§ **TEXT UNDER STUDY**
□ □ □ □ □

Table 1: Demographic profile of the babies with ROP


Table 2: Profile of ROP in eyes and effect of various modalities of treatment on different stages of ROP


Discussion
Laser photocoagulation has been the gold standard of treatment for ROP. Multiple studies have confirmed its safety and efficacy in type I ROP with satisfactory structural and refractive outcomes.5,6,7 Pharmacologic therapy is ushering a new era of ROP management. BEAT-ROP (Bevacizumab Eliminates the Angiogenic Threat of Retinopathy of Prematurity) trial by Mintz-Hittner, H.A et al suggested that bevacizumab was effective in treating ROP and was more effective than laser treatment in zone I ROP cases.1 It demonstrated increased efficacy of intravitreal bevacizumab as compared with conventional laser therapy for stage III plus retinopathy of prematurity when both zones I and II were considered.1 Various studies have concluded bevacizumab as effective and well tolerated agent in cases of ROP especially in stage III and in severe and posterior ROP with satisfactory anatomical outcome.8,9,10 BEAT ROP study is nearly ten years old. However no long term systemic complications have been reported in these cases till date. The results of BEAT ROP study highlight that a careful follow-up is warranted in infants who were treated with intravitreal bevacizumab monotherapy as four of 70 babies (6%) developed recurrence1 Ranibizumab is a humanized recombinant G1 kappa isotype antibody fragment. It is structurally derived from the light chains of bevacizumab and has approximately ten times greater affinity for VEGF. Serum VEGF levels decrease after bilateral injection of 0.2 mg of ranibizumab, reaching a lowest at approximately two weeks and returning to normal levels four weeks after injection (Bakri SJ 2007).11 In 2016, Mari Jeeva Sankar et al evaluated the efficacy and safety of administration, or both, of anti-VEGF agents compared with conventional therapy in premature infants with ROP.12 They observed that intravitreal bevacizumab reduces the risk of refractive errors during childhood when used alone. Intravitreal pegaptanib reduces the risk of retinal detachment when used with laser therapy in infants with type I ROP.12 Table 3 enlists various studies conducted on IVR and IVR with subsequent laser and their conclusions.

□ □ □ □ □

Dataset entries
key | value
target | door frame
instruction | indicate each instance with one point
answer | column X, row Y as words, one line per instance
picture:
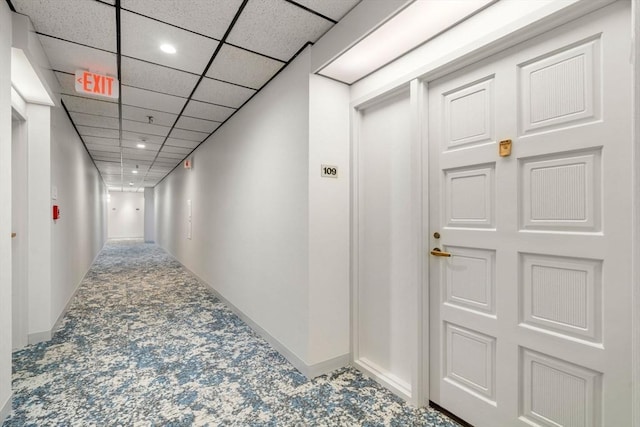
column 418, row 82
column 412, row 395
column 19, row 309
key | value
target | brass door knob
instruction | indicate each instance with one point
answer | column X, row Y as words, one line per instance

□ □ □ □ □

§ **PROMPT**
Could you condense the paragraph beginning "Laser photocoagulation has been the gold standard" from the text on ROP treatment into a short bulleted list that keeps its main facts?

§ **EXERCISE SOLUTION**
- Laser photocoagulation has been the gold standard of ROP treatment. Multiple studies confirm its safety and efficacy in type I ROP, with satisfactory structural and refractive outcomes.
- Pharmacologic therapy is ushering in a new era of ROP management.
- The BEAT-ROP trial found bevacizumab effective for ROP and more effective than laser in zone I cases. It also showed greater efficacy than conventional laser for stage III plus ROP when zones I and II were both considered.
- Other studies found bevacizumab effective and well tolerated, especially in stage III and in severe, posterior ROP.
- BEAT-ROP is nearly ten years old, and no long-term systemic complications have been reported. Because 4 of 70 babies (6%) had a recurrence, careful follow-up is warranted after bevacizumab monotherapy.
- Ranibizumab is a humanized recombinant G1 kappa isotype antibody fragment with about ten times greater affinity for VEGF. After a bilateral 0.2 mg injection, serum VEGF is lowest at about two weeks and returns to normal four weeks after injection.
- Sankar et al. (2016) found two effects in infants with ROP. Intravitreal bevacizumab used alone reduces the risk of refractive errors in childhood. Intravitreal pegaptanib used with laser reduces the risk of retinal detachment in type I ROP.
- Table 3 lists studies on IVR and on IVR with subsequent laser, along with their conclusions.